| Set task 1 |
Show each line from the rows that contains the word "baseball", copied without any change.

| Quoted passage |
··········
The 2000s saw SaaS companies use outbound cold calling as their means of lead generation. Teams of highly paid salespeople and business development representatives would spend hours a day cold calling potential prospects in companies who (A) probably didn’t need their product and (B) had no way to build trust in the product without paying 100s of thousands of dollars to try it. ToFu was largely limited to the Fortune-1000 companies and sales processes spanned several quarters if not years. Doesn’t sound optimal? You’re right, it wasn’t.

In come the 2010s bringing with them the rise of Google and inbound marketing. Marketing teams at SaaS companies figured that they could pay search engines to redirect traffic their way based on keywords and phrases customers were already searching for. For example, a user searching for the phrase ‘helpdesk’ would be suggested the Zendesk website. Solves for the problem (A) of intent, but not really for (B) low trust and high barrier of entry.

Enter product-led growth, which is ushering in the roaring 20s of SaaS! The cost of delivering software has reduced to such an extent that companies can very profitably provide millions of users free access to their products. The ToFu for SaaS companies has exploded and the likes of Zoom, Github, and Postman have 10s of millions of users - comparable if not more than most consumer products like Doordash and Airbnb. So how do these companies make money giving away products for free? The answer is ingenious in its elegance:

The product-led GTM motion
The product-led GTM motion

Not only do you get your product and customer base to create ToFu for you, but your potential customers are already active users of your product. They not only trust you but already rely on you for a significant part of their day - ask any free user of Notion, Figma, or Productboard.

The challenge of sales in a product-led world

Being product-led requires a maniacal obsession with customer delight. This philosophy is the secret to product-led success but also what makes sales in this environment more difficult than ever before.

The median product-led company converts only 2-5% of its overall user base to paying customers

This inherently low conversion rate implies that the stakes in the world of product-led sales are higher than ever. A badly targeted sales call has an over 95% chance of causing more harm than good.

Conversion rates at top PLG companies leading up to their IPOs
Conversion rates at top PLG companies leading up to their IPOs

How do best-in-class companies solve this?

The answer lies in (hyper)segmentation. Achieving pinpoint precision, prioritization by understanding each user at a much deeper level. Who they are, how they use the product, and have they shown a propensity to buy. It is the reason many of us are casual users of Notion, Calendly, or Github but have never received annoying sales calls from them. The best PLG companies think of target segments of users/accounts in the following manner:

Personas who performed an action, N number of times in T period of time

Too mathematical? Let’s dive into a few relatable examples:

Segmentation at the best product-led companies
Segmentation at the best product-led companies

How Toplyne works! A customer story of a 2x increase in sales

One of our first customers - InVideo, is a leading in-browser video creation platform. InVideo is used by millions of users (freelancers, media agencies etc.) across a global footprint of 195+ countries!
··········
(Data records)

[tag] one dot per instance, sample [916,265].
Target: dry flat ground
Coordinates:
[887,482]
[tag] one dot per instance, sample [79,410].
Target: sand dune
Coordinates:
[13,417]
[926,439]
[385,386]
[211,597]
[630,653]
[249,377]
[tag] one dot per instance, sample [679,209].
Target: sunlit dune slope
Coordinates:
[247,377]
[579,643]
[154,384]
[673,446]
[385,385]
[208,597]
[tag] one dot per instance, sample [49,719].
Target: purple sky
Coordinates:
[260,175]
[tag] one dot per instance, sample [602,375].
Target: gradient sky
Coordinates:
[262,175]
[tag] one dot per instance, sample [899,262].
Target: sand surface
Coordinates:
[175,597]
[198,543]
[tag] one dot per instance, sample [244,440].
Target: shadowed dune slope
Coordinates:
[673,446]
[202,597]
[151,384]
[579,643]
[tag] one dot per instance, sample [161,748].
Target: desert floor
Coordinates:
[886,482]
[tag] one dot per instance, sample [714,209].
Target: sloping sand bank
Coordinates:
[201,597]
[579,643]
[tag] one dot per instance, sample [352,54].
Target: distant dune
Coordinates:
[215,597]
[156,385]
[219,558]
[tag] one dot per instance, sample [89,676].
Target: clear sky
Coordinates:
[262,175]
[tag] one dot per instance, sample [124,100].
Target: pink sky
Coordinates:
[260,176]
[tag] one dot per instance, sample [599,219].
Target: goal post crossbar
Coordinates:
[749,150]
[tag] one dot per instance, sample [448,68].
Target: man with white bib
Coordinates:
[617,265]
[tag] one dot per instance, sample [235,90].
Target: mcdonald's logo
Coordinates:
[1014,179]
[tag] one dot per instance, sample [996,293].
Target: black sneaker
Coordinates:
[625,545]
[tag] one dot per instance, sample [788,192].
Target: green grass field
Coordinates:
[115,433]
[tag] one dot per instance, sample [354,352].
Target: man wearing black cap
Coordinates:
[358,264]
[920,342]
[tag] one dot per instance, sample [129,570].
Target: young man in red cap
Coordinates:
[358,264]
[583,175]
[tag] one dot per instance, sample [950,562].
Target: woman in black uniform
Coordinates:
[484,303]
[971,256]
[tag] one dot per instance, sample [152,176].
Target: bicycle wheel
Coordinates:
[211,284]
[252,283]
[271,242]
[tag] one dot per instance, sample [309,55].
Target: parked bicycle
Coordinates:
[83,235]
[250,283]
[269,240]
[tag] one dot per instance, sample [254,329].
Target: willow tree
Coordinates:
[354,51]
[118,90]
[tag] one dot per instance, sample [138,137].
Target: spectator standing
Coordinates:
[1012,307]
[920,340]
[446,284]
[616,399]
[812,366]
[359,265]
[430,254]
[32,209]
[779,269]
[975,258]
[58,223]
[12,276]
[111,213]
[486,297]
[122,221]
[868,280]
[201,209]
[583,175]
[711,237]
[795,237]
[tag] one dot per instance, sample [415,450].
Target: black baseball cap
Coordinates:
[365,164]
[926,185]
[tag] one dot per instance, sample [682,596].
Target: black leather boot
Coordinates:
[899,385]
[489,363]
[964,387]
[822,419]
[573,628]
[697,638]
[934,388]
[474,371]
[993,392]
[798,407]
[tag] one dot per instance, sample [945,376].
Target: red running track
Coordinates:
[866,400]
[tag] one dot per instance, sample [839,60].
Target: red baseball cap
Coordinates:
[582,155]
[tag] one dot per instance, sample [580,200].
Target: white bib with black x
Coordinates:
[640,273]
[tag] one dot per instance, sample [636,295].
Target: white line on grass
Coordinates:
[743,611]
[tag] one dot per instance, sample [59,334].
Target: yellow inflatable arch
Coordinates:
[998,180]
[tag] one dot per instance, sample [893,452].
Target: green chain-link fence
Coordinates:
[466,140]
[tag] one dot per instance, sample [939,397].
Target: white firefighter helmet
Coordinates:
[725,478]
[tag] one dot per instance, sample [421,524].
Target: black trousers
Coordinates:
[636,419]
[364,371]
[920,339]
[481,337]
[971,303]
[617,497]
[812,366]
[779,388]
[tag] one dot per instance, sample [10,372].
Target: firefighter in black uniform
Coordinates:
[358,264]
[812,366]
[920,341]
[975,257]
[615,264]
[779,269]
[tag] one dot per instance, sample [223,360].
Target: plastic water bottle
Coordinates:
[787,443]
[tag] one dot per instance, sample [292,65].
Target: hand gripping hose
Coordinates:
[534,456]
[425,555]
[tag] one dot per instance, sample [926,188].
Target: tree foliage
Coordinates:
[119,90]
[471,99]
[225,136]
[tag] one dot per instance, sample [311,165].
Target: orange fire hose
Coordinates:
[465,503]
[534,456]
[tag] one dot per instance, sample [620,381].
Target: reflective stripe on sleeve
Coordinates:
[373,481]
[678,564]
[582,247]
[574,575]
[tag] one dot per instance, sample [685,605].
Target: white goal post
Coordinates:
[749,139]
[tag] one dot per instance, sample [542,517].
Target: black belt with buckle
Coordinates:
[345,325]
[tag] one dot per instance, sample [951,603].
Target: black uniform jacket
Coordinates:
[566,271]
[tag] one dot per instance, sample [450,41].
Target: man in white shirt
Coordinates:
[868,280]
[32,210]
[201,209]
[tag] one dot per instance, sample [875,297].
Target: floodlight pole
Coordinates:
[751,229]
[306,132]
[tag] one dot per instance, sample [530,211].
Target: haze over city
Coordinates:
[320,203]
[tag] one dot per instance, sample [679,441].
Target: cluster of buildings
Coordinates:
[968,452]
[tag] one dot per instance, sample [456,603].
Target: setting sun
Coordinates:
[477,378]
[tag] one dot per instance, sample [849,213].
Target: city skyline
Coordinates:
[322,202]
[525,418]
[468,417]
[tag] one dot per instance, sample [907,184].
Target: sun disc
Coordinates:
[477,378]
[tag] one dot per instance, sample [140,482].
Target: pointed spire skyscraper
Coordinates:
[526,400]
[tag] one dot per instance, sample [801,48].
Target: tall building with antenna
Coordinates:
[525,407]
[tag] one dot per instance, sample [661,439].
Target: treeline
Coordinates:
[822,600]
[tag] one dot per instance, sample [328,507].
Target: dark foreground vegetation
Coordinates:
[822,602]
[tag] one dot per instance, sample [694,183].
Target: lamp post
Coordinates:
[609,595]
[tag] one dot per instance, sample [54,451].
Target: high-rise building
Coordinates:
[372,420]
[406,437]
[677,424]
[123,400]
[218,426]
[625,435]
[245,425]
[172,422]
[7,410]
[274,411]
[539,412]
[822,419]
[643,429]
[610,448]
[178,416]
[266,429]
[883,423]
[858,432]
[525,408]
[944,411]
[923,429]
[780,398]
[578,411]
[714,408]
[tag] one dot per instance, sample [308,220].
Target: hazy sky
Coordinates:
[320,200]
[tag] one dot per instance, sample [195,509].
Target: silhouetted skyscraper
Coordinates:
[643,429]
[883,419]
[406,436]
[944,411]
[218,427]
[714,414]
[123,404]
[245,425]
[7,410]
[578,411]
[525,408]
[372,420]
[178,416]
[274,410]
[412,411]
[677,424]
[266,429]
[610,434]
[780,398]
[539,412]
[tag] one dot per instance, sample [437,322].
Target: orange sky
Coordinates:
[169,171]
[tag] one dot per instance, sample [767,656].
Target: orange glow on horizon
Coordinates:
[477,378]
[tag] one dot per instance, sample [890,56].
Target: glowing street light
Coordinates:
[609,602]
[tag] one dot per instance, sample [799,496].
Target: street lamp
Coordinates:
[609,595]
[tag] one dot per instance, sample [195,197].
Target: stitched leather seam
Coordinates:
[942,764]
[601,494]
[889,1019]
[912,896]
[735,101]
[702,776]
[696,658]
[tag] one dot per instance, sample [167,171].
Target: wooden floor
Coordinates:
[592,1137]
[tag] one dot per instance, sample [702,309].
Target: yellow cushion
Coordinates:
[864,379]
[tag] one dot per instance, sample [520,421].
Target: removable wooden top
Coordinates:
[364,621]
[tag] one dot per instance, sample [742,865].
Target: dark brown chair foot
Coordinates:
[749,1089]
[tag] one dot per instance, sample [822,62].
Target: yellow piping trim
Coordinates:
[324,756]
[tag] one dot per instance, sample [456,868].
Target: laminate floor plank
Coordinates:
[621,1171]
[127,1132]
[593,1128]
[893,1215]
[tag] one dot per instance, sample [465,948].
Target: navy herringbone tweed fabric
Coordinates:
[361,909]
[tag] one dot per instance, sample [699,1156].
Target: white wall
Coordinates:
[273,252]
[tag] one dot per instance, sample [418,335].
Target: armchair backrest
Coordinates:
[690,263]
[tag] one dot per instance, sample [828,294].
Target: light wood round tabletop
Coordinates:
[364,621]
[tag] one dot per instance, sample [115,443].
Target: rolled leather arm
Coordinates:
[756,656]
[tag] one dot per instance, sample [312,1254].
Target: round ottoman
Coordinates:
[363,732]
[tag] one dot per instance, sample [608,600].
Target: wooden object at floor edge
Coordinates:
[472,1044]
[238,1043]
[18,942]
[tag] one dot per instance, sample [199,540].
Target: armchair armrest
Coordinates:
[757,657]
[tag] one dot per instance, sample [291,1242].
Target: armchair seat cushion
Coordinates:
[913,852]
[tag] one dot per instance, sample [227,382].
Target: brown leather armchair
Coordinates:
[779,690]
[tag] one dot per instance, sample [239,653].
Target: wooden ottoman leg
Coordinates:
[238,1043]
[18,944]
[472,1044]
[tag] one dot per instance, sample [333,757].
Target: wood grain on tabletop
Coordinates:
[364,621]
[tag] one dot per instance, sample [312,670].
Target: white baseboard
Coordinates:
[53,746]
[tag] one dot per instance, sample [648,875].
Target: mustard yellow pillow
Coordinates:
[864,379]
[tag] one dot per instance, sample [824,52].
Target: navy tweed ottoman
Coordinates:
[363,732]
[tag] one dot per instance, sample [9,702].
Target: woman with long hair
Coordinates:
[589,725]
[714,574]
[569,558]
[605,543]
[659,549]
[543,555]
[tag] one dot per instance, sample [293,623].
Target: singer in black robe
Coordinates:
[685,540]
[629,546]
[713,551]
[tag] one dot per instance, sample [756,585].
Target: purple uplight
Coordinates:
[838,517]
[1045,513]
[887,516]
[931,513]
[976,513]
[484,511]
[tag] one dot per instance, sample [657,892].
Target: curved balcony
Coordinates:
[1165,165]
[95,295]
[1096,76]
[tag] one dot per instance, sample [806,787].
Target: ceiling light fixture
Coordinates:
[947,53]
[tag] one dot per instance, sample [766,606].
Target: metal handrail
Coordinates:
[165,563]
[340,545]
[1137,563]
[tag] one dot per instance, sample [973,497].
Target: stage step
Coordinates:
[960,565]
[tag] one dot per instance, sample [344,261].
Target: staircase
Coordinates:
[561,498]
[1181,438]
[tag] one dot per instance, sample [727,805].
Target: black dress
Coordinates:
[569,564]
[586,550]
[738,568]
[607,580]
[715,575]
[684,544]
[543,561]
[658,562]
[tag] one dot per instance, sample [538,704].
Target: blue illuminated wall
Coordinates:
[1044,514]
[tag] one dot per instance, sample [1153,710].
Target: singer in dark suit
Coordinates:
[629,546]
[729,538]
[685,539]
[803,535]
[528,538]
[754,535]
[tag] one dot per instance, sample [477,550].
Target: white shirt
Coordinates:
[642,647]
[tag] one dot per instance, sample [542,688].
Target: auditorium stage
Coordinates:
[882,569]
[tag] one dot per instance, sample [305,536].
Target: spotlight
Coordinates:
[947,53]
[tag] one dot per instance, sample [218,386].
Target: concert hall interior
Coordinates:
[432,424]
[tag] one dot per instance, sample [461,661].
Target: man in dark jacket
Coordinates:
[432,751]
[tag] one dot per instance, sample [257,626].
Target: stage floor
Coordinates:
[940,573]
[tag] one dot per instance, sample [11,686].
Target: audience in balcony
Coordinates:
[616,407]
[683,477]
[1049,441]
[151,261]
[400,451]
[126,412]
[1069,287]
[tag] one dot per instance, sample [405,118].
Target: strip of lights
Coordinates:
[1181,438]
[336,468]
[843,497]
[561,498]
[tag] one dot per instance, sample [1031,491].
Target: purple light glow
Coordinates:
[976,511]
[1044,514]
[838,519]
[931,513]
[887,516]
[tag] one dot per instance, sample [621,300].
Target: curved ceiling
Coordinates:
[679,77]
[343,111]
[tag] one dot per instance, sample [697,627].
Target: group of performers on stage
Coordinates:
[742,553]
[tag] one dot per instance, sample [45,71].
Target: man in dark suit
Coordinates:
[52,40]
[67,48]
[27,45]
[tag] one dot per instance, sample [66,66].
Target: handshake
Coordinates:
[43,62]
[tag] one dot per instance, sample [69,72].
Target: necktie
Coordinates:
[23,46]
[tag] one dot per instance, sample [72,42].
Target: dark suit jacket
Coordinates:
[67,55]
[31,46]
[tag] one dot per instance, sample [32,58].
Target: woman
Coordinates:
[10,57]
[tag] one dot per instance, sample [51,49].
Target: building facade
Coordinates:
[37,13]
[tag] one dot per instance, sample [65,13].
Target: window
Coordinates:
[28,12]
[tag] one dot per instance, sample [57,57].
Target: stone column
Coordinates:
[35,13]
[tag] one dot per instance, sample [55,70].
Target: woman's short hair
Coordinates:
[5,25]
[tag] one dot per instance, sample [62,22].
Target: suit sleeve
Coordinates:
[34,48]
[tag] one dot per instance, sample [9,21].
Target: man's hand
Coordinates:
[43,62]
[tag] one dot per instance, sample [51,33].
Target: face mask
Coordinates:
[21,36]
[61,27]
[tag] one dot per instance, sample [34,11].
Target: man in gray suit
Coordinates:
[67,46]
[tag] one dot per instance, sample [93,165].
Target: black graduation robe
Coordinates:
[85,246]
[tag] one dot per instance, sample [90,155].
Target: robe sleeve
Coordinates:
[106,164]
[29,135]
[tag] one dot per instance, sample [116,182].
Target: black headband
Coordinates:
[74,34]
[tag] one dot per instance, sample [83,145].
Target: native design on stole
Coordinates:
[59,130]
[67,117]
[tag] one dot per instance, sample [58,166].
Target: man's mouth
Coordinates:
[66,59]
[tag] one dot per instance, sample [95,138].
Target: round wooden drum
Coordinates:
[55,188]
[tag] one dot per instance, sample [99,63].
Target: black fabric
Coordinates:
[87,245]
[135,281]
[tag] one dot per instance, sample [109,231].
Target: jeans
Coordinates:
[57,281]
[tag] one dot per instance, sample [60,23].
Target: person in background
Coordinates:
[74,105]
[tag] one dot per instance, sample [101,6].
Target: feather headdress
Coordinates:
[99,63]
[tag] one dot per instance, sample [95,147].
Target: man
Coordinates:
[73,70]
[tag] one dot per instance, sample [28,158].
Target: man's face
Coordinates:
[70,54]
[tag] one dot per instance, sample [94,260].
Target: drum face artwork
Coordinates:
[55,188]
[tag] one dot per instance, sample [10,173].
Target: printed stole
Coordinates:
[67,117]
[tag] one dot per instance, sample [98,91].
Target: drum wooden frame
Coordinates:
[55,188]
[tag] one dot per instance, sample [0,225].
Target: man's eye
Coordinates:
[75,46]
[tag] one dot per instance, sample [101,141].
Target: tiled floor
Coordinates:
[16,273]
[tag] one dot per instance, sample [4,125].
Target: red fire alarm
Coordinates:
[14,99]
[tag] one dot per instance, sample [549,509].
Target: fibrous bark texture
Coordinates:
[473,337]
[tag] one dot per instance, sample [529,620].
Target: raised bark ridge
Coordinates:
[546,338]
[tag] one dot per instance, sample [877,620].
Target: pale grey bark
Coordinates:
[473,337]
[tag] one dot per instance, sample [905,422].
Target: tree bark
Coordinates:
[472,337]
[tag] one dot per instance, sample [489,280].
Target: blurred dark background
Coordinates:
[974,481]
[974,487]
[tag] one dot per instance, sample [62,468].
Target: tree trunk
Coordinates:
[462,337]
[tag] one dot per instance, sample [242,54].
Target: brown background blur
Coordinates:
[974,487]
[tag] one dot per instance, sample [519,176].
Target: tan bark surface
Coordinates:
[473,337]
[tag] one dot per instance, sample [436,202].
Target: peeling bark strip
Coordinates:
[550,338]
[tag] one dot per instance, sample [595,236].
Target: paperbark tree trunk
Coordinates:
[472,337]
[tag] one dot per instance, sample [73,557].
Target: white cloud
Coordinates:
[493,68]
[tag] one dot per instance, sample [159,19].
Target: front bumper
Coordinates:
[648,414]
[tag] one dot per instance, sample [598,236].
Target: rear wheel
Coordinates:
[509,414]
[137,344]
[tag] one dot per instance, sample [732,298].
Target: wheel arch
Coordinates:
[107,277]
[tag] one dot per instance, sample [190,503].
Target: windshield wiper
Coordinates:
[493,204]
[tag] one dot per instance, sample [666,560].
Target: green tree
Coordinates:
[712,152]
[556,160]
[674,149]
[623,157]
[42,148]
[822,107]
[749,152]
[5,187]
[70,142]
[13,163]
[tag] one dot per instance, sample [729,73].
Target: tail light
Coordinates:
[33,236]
··········
| Set task 2 |
Duplicate the passage on product-led sales from "One of our first" up to and including "of 195+ countries!", word for word.

| Complete response 1 |
Target: black baseball cap
Target: red baseball cap

| Complete response 2 |
One of our first customers - InVideo, is a leading in-browser video creation platform. InVideo is used by millions of users (freelancers, media agencies etc.) across a global footprint of 195+ countries!